Repeat the data below in full. Pictures must not be part of the copy.
Segment Open
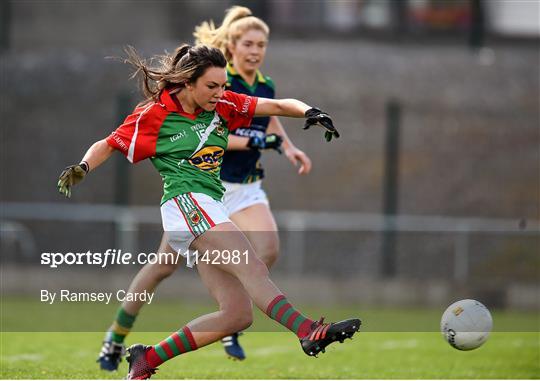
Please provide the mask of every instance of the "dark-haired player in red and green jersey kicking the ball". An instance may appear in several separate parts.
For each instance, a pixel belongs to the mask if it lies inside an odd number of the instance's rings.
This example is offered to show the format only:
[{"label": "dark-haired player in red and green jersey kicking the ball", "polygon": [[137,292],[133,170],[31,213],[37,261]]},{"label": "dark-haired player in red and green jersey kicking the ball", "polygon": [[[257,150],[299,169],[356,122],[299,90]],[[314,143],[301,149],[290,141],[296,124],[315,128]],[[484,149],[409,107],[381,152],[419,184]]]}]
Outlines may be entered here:
[{"label": "dark-haired player in red and green jersey kicking the ball", "polygon": [[[161,215],[168,243],[179,253],[188,249],[208,253],[210,261],[199,262],[197,267],[220,305],[219,311],[192,320],[160,343],[131,346],[128,379],[149,378],[165,361],[247,328],[252,322],[252,302],[296,334],[307,355],[352,337],[360,328],[359,319],[323,323],[304,316],[288,302],[221,202],[224,188],[219,172],[229,131],[249,125],[254,116],[305,116],[305,128],[321,125],[331,140],[339,134],[329,115],[295,99],[226,91],[227,62],[217,48],[184,45],[162,57],[159,68],[148,67],[133,50],[128,61],[143,76],[146,101],[108,138],[94,143],[80,164],[63,171],[59,191],[70,195],[72,186],[115,150],[132,163],[150,159],[163,179]],[[246,253],[245,258],[220,261],[225,250]]]}]

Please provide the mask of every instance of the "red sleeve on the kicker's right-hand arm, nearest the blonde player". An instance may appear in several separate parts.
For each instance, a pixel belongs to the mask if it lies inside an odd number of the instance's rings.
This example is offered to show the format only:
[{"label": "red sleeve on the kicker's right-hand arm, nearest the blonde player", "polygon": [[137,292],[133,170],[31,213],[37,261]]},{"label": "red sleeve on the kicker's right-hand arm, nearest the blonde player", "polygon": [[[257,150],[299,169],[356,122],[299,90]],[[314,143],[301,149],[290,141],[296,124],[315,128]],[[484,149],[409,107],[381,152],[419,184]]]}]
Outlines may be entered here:
[{"label": "red sleeve on the kicker's right-hand arm, nearest the blonde player", "polygon": [[255,114],[259,98],[225,91],[216,107],[217,112],[227,121],[230,131],[238,127],[249,127]]}]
Segment Closed
#### RESULT BELOW
Please provide the mask of every instance of the "dark-haired player in red and green jersey kicking the ball". An instance may appear in several separate parts.
For each instance, a pixel belongs to the mask if it lies inside an odd number of the instance's rings.
This example is offered to show the format only:
[{"label": "dark-haired player in red and green jersey kicking the ball", "polygon": [[137,292],[133,170],[31,213],[37,261]]},{"label": "dark-haired player in red and green jersey kicking the ball", "polygon": [[[257,150],[299,169],[356,122],[299,90]],[[314,143],[301,149],[290,141],[296,124],[315,128]],[[484,149],[409,107],[381,152],[419,184]]]}]
Outlines may be entered here:
[{"label": "dark-haired player in red and green jersey kicking the ball", "polygon": [[[161,215],[168,243],[179,253],[188,249],[208,253],[210,261],[199,262],[197,267],[220,305],[219,311],[192,320],[160,343],[131,346],[128,379],[149,378],[165,361],[247,328],[252,322],[252,302],[296,334],[307,355],[352,337],[360,328],[359,319],[323,323],[304,316],[288,302],[221,202],[224,188],[219,172],[229,131],[249,125],[254,116],[305,116],[305,128],[321,125],[331,140],[339,134],[329,115],[295,99],[226,91],[227,62],[217,48],[184,45],[162,57],[159,68],[148,67],[133,50],[128,61],[143,76],[146,101],[108,138],[94,143],[80,164],[63,171],[59,191],[70,195],[72,186],[115,150],[132,163],[150,159],[163,179]],[[246,253],[245,258],[220,261],[225,250]]]}]

Please provide the mask of every instance of the "red sleeve on the kicker's right-hand arm, nearest the blonde player". An instance may appear in several separate parts.
For each instance, a pixel belongs to the mask if it lies inside an odd number of the instance's rings.
This example is offered to show the format only:
[{"label": "red sleeve on the kicker's right-hand arm, nearest the blonde player", "polygon": [[137,292],[133,170],[31,213],[37,261]]},{"label": "red sleeve on the kicker's right-hand arm, nearest the blonde player", "polygon": [[[257,150],[299,169],[356,122],[299,90]],[[314,143],[301,149],[290,141],[296,124],[315,128]],[[484,149],[409,107],[381,152],[419,184]]]}]
Outlines may be entered here:
[{"label": "red sleeve on the kicker's right-hand arm, nearest the blonde player", "polygon": [[255,114],[259,98],[225,91],[216,107],[217,112],[227,121],[230,131],[238,127],[249,127]]}]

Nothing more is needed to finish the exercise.